--- Given information ---

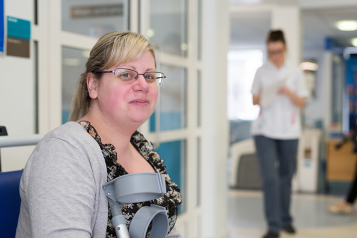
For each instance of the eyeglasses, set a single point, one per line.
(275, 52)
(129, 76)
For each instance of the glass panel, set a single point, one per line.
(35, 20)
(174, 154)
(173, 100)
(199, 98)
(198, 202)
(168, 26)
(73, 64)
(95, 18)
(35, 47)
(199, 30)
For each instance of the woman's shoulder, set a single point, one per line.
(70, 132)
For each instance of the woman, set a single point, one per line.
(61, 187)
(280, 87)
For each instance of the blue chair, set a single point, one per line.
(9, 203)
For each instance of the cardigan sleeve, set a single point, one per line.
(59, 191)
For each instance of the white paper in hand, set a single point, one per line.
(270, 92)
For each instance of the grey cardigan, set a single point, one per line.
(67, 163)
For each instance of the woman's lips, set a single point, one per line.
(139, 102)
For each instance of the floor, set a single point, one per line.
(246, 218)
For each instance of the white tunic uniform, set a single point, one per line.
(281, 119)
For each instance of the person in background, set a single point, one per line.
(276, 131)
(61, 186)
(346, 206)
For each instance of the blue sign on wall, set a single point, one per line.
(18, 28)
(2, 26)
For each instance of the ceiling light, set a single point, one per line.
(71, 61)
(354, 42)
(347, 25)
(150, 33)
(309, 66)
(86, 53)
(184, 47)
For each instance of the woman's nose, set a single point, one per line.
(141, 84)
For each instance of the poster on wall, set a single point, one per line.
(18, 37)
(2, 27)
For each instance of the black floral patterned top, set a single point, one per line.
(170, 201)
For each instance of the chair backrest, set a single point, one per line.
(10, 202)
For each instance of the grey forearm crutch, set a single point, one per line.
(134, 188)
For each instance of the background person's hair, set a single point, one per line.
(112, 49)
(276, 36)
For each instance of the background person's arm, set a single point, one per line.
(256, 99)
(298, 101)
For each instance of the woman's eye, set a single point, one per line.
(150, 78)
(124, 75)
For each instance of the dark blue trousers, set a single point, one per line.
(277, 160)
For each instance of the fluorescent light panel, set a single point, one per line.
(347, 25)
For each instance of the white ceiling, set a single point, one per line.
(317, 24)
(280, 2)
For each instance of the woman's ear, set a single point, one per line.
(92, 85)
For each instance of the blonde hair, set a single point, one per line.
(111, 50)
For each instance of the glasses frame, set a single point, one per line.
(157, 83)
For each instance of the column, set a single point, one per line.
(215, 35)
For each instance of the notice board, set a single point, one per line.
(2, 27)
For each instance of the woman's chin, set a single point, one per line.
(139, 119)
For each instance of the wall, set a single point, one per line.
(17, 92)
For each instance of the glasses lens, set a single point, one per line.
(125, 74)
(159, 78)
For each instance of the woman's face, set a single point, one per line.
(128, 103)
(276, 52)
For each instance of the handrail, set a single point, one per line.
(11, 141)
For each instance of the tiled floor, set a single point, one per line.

---

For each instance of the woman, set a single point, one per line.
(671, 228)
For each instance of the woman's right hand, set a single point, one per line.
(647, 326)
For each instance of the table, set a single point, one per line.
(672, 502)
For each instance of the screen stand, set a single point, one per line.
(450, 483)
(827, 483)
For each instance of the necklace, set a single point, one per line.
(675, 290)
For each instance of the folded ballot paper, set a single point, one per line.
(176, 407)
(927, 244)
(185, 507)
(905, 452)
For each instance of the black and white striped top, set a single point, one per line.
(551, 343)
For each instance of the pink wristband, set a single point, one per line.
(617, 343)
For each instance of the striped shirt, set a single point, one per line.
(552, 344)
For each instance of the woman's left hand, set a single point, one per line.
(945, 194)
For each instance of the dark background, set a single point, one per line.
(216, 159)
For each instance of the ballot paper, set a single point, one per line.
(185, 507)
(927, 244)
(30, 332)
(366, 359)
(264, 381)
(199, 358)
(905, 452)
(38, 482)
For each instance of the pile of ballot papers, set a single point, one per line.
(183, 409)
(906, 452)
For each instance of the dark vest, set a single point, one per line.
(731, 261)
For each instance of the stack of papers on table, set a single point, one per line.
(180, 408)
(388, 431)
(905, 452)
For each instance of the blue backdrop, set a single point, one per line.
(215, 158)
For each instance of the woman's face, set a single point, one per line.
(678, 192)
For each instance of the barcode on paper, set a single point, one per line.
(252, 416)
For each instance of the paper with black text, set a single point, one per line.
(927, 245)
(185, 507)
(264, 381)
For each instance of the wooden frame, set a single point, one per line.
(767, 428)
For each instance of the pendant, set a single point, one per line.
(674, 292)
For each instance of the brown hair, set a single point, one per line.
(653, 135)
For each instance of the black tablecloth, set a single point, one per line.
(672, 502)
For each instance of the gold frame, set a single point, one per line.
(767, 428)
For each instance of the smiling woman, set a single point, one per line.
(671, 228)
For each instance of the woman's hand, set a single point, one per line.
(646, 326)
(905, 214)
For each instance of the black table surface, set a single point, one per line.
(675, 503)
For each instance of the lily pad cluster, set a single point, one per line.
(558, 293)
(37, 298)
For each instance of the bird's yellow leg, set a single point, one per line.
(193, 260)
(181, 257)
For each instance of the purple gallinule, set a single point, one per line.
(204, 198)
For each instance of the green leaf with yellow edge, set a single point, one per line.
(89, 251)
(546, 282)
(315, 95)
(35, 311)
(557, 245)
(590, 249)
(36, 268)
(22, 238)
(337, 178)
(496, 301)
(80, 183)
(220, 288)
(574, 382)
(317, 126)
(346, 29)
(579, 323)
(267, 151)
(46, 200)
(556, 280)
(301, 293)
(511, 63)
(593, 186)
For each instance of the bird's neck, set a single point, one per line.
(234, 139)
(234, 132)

--- Aim ---
How many lines in the rows above contain the string "striped"? Reply with the number alone.

--- Worked answer ---
2